> [EXTRACT PROVIDED]
##############################

The Sue and Wes Dixon Waterfowl Refuge is a 3,100-acre riverine wetland in Putnam County, Illinois. Located just south of the county seat of Hennepin, it occupies the former site of Hennepin Lake and adjacent Hopper Lake. The reclaimed wetland is a Ramsar treaty site, a wetland of international importance.

==History==

The Dixon Waterfowl Refuge in 1999. The area was lined with clay drain tile and mechanically drained to create arable farmland.

Historically, the banks of the Illinois River were lined with shallow lakes and wetlands, through which a broad shallow river flowed in a slow, braided course. The broad, bluff-lined river basin was rich in fish, shellfish, waterfowl, and peltry, exploited by Native Americans and by 1800s pioneers. The Hennepin area was so rich in wetland productivity that the New York City-based American Fur Company operated a fur-trading post here in the 1810s. Illinois pioneer Gurdon Saltonstall Hubbard traded for furs on the banks of Hennepin Lake in 1818-1819.

##############################

> [INSTRUCTIONS TO FOLLOW] Extend the account of the Dixon Waterfowl Refuge's history, continuing from the sentence on Gurdon Saltonstall Hubbard's fur trading at Hennepin Lake.

##############################

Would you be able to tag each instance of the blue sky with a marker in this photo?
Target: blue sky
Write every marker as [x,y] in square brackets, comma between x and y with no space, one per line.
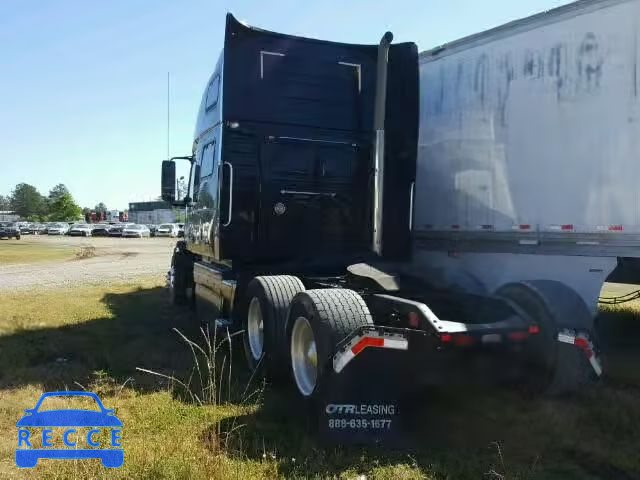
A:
[83,83]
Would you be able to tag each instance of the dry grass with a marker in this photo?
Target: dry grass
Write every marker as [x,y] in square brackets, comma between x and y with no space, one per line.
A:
[96,337]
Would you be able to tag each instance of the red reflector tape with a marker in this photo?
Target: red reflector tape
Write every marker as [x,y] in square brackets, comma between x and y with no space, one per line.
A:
[582,343]
[367,342]
[517,336]
[463,340]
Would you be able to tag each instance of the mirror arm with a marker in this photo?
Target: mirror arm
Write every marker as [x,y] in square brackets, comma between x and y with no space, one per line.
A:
[191,158]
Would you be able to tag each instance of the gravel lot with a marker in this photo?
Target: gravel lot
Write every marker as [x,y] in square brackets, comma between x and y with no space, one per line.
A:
[111,260]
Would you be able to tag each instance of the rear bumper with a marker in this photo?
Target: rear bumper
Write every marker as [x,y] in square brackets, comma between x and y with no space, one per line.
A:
[416,357]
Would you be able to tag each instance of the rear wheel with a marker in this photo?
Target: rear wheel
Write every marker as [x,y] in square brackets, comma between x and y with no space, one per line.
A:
[557,368]
[318,321]
[267,302]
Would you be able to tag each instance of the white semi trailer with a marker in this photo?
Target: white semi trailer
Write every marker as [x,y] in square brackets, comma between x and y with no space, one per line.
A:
[529,151]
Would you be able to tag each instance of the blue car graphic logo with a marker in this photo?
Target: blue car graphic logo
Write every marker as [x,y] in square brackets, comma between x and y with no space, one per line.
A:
[69,418]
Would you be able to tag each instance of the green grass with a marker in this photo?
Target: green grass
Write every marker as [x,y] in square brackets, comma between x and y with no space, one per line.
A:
[96,337]
[28,250]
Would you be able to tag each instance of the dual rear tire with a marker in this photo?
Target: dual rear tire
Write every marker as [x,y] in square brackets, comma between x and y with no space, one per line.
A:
[263,320]
[292,332]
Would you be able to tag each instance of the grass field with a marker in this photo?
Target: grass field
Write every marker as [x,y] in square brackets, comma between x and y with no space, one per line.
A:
[29,250]
[94,338]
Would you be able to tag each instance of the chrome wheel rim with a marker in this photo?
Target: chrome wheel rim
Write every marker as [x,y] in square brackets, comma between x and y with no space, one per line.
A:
[255,329]
[304,356]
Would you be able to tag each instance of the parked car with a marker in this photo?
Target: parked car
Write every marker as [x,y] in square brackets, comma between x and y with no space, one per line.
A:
[80,229]
[36,228]
[100,230]
[9,230]
[116,230]
[58,229]
[167,230]
[136,230]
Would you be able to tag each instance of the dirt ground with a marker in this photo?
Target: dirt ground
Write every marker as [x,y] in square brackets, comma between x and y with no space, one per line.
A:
[90,261]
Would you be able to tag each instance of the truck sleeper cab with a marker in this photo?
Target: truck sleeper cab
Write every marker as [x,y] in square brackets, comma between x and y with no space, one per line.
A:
[298,231]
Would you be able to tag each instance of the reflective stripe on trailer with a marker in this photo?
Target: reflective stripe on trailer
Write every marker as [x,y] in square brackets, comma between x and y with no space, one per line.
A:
[358,343]
[582,341]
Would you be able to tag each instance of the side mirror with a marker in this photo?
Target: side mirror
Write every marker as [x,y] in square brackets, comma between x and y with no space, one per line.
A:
[168,182]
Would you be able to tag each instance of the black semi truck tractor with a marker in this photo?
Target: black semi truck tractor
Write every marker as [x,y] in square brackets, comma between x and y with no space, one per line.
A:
[299,231]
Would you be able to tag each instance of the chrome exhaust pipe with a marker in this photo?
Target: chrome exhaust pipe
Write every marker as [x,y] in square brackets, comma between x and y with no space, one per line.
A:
[378,148]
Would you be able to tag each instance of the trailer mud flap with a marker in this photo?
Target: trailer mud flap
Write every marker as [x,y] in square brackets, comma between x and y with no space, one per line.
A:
[582,341]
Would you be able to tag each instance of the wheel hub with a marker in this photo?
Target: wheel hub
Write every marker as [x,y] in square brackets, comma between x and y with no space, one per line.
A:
[304,356]
[255,329]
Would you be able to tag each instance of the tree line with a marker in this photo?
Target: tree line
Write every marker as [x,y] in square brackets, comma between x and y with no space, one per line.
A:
[59,205]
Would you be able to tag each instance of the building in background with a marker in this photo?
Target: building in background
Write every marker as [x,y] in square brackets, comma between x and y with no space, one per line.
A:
[151,213]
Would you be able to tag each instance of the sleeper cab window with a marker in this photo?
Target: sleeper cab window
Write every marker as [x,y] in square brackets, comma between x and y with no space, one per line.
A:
[213,91]
[208,155]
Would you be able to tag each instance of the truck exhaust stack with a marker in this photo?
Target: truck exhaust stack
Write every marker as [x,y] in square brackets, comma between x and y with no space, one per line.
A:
[378,148]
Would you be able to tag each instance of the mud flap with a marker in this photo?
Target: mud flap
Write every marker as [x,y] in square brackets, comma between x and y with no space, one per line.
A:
[362,403]
[576,339]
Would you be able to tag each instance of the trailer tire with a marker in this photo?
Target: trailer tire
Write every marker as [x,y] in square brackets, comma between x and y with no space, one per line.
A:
[552,305]
[267,303]
[181,277]
[332,314]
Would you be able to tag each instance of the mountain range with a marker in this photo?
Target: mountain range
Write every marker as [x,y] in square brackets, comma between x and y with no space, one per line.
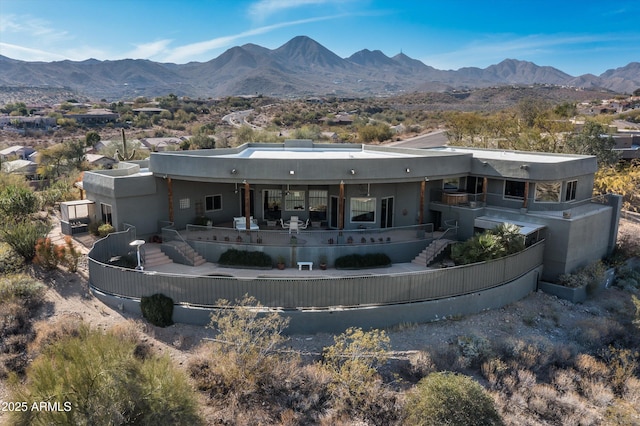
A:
[300,67]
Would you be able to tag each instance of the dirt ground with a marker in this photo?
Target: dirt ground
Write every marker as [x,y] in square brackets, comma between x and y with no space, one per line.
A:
[537,314]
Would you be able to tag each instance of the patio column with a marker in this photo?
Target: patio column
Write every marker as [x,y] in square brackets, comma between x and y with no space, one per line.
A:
[247,206]
[170,196]
[341,206]
[485,182]
[423,185]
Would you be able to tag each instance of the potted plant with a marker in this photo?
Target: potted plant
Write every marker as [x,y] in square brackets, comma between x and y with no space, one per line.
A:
[323,262]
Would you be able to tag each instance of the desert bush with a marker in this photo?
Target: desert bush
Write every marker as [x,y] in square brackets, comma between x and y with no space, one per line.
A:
[233,257]
[101,381]
[20,295]
[157,309]
[247,340]
[17,202]
[358,392]
[246,376]
[448,398]
[23,288]
[10,261]
[475,349]
[358,261]
[48,255]
[23,236]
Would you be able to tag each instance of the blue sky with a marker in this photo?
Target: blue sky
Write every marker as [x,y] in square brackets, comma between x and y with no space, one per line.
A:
[577,37]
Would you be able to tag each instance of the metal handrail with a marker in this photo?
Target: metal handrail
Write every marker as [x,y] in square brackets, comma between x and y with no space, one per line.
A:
[435,246]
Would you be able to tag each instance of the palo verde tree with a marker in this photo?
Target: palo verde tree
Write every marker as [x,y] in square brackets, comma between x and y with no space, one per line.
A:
[594,139]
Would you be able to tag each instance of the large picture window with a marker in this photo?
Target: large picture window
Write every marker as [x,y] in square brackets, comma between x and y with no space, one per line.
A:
[318,204]
[363,210]
[514,189]
[272,204]
[548,192]
[213,202]
[294,201]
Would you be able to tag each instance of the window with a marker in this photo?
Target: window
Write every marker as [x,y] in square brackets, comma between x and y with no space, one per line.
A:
[213,202]
[272,204]
[474,185]
[294,200]
[570,194]
[363,210]
[105,210]
[318,204]
[451,184]
[548,192]
[514,189]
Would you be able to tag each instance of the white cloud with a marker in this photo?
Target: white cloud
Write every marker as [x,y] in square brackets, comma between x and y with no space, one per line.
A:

##############################

> [TASK RESPONSE]
In the early decades of the 1900s, the invention of the steam shovel seemed to make it possible to commoditize and exploit much of the river lowlands, including Hennepin Lake and Hopper Lake. In 1908, local landowners formed the Hennepin Drainage and Levee District. Financial institutions lent money for levees, ditches, tile lines, and drainage pumps. Soon the watery, muddy ground was remapped as arable cropland.

With recurring crop surpluses in the closing years of the 20th century, many of the Illinois River drainage districts came to be seen as mistakes. In some cases, including the Hennepin Drainage and Levee District, landowners found the ongoing cost of maintaining and repairing the levee as well as the energy cost of the necessary pumping difficult to support from farming receipts. In 2000 eight farm families agreed to sell most of the Hennepin drainage district to a young not-for-profit conservation organization, The Wetlands Initiative. In 2001 the organization turned off the pump, began plugging or removing agricultural drainage tiles, and initiated various types of restoration work. A complex pattern of wet meadows, wet and dry prairies, marshes, and small waterbodies emerged in addition to the historic backwater lakes.

In December 2014, The Wetlands Initiative purchased 417 acres of adjacent upland, the Hickory Hollow parcel adjoining Illinois Route 26. The parcel, of which 283 acres will be kept as a permanent addition and restored to a mix of habitats, includes the primary groundwater drainage zone into the Refuge's Thomas W. and Elizabeth Moews Dore Seep, a 26-acre dedicated Illinois Nature Preserve located near the site's southern end.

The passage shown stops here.